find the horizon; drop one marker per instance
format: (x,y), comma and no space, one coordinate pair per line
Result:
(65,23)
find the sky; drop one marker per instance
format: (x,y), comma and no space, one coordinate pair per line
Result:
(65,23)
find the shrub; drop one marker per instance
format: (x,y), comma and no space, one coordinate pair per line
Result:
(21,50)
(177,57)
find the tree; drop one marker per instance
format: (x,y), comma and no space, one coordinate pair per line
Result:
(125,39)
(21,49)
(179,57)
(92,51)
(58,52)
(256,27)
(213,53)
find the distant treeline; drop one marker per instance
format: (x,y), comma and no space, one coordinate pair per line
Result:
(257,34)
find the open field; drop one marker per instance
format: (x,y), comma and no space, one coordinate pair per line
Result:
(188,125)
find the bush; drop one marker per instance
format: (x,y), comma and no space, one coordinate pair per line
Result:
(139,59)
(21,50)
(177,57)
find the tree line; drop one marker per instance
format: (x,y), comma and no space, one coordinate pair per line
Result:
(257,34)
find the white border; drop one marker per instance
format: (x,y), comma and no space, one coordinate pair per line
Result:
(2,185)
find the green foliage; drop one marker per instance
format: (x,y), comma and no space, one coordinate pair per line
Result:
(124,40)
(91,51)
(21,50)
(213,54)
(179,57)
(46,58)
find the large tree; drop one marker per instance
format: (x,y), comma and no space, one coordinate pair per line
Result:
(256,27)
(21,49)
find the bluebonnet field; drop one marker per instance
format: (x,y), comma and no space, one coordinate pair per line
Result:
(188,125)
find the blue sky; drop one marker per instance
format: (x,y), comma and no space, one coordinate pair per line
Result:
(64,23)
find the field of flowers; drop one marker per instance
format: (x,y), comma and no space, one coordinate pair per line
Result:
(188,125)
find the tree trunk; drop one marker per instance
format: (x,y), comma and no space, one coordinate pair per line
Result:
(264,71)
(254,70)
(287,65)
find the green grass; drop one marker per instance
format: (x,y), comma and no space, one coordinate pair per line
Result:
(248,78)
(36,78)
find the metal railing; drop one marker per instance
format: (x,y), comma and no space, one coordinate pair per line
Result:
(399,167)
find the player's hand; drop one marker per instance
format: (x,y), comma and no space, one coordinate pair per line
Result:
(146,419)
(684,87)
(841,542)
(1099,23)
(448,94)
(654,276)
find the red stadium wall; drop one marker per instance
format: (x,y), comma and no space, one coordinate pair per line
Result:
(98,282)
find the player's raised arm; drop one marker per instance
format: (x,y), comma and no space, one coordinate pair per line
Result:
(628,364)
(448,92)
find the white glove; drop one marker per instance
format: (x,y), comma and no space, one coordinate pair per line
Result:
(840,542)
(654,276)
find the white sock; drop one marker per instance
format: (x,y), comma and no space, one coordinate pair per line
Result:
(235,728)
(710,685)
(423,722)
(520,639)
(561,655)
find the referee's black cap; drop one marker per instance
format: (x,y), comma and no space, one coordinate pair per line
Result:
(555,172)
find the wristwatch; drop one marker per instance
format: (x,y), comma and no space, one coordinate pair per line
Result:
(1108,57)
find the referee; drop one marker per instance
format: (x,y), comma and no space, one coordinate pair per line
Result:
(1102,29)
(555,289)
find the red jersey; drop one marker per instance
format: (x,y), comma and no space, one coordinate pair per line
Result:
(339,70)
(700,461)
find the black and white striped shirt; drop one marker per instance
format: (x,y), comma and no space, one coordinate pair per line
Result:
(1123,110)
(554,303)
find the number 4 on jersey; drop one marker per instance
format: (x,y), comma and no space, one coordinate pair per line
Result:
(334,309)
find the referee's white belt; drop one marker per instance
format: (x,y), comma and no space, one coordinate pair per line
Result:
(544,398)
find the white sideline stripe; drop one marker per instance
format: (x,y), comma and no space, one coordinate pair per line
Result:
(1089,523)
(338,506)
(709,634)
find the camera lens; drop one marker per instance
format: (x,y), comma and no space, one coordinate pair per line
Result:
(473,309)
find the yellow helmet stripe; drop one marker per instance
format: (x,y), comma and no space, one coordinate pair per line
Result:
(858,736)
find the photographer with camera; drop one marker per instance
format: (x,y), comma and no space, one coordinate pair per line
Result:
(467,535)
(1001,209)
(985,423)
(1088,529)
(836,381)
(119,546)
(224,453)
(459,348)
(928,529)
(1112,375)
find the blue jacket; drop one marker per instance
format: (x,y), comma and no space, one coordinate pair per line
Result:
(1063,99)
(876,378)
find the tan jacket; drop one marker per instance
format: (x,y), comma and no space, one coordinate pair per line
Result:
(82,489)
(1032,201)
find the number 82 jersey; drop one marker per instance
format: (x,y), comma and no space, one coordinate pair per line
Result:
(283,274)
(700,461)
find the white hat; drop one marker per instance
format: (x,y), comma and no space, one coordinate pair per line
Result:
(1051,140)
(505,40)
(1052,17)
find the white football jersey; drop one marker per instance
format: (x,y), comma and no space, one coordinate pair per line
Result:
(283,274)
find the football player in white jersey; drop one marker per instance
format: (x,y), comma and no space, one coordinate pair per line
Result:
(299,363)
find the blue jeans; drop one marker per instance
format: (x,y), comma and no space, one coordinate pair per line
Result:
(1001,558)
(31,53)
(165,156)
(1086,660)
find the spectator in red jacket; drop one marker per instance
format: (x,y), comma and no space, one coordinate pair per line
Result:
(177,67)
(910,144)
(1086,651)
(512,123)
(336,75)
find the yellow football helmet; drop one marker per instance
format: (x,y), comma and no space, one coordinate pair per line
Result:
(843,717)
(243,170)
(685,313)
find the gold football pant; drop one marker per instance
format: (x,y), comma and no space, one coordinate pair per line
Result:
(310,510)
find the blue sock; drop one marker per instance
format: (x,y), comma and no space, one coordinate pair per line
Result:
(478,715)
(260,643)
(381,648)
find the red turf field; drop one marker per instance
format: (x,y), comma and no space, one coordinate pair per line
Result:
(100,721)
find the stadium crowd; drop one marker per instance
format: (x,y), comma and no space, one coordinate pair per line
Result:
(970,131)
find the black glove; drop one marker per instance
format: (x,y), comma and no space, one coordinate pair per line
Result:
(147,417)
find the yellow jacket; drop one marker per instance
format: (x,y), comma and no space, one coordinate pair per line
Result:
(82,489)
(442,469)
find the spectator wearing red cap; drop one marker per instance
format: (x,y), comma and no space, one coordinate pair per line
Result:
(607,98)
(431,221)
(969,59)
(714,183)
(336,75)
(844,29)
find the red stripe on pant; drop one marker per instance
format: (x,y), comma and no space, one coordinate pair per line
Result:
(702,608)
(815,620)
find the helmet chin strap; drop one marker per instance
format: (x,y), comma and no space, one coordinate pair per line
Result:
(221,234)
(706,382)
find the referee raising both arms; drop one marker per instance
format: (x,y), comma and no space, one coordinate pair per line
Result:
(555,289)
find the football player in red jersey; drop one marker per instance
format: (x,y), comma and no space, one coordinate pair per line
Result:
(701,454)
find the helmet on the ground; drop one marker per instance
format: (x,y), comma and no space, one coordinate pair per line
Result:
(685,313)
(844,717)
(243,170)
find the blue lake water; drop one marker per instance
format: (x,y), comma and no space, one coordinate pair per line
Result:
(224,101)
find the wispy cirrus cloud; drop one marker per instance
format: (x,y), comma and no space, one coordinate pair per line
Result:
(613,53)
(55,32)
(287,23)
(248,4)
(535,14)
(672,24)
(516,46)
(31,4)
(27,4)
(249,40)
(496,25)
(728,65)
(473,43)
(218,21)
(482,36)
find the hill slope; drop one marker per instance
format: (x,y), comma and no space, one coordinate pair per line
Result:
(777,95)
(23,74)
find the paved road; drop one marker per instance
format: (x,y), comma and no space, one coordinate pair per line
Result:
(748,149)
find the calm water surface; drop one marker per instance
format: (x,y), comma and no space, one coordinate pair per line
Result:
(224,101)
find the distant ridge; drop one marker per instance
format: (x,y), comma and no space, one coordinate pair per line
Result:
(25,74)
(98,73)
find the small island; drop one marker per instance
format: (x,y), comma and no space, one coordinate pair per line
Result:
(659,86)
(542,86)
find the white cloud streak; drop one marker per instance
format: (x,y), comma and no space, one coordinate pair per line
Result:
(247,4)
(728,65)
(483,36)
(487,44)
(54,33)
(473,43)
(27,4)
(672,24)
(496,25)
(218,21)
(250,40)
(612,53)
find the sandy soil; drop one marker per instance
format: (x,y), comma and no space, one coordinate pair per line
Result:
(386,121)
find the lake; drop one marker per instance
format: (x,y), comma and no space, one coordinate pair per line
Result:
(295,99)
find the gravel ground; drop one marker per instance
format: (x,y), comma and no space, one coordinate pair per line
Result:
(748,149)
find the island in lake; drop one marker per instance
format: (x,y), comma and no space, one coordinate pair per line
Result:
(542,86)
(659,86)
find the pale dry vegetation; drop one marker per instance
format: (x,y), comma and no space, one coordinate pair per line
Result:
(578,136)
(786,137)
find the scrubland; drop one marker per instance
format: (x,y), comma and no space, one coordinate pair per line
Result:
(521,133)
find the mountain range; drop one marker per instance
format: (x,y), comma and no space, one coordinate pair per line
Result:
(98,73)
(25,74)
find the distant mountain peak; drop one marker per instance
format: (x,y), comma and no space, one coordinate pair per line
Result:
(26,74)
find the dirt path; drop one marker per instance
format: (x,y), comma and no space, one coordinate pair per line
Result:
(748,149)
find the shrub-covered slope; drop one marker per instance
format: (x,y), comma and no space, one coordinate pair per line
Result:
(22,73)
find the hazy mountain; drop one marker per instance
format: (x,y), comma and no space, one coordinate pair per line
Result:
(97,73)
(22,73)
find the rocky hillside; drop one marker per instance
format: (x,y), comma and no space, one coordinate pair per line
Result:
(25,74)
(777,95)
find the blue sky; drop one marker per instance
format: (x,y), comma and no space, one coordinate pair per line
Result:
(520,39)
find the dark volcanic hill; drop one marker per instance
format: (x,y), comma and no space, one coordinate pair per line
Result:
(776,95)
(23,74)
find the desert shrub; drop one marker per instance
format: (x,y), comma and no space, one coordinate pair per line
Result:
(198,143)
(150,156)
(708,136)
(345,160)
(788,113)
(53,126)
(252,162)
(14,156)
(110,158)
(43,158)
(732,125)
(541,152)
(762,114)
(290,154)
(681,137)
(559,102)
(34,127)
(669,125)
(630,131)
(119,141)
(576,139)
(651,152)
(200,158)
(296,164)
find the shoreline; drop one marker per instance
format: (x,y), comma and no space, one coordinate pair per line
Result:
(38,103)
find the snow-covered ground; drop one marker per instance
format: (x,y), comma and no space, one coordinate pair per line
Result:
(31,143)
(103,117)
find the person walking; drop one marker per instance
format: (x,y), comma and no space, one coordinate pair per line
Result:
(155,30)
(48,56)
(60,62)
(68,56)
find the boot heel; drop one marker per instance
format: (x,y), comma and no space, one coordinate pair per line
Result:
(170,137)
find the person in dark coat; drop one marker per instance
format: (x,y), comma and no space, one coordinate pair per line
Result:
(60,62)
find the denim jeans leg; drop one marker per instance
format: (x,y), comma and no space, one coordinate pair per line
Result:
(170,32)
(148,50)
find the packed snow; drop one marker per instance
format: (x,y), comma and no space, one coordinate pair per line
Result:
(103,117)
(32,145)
● ● ● ● ● ● ●
From the records above, copy every line that includes the word "covered".

▶ **Answer space**
find the shrub-covered slope; drop one marker per instance
find the snow-covered ground; drop one marker per instance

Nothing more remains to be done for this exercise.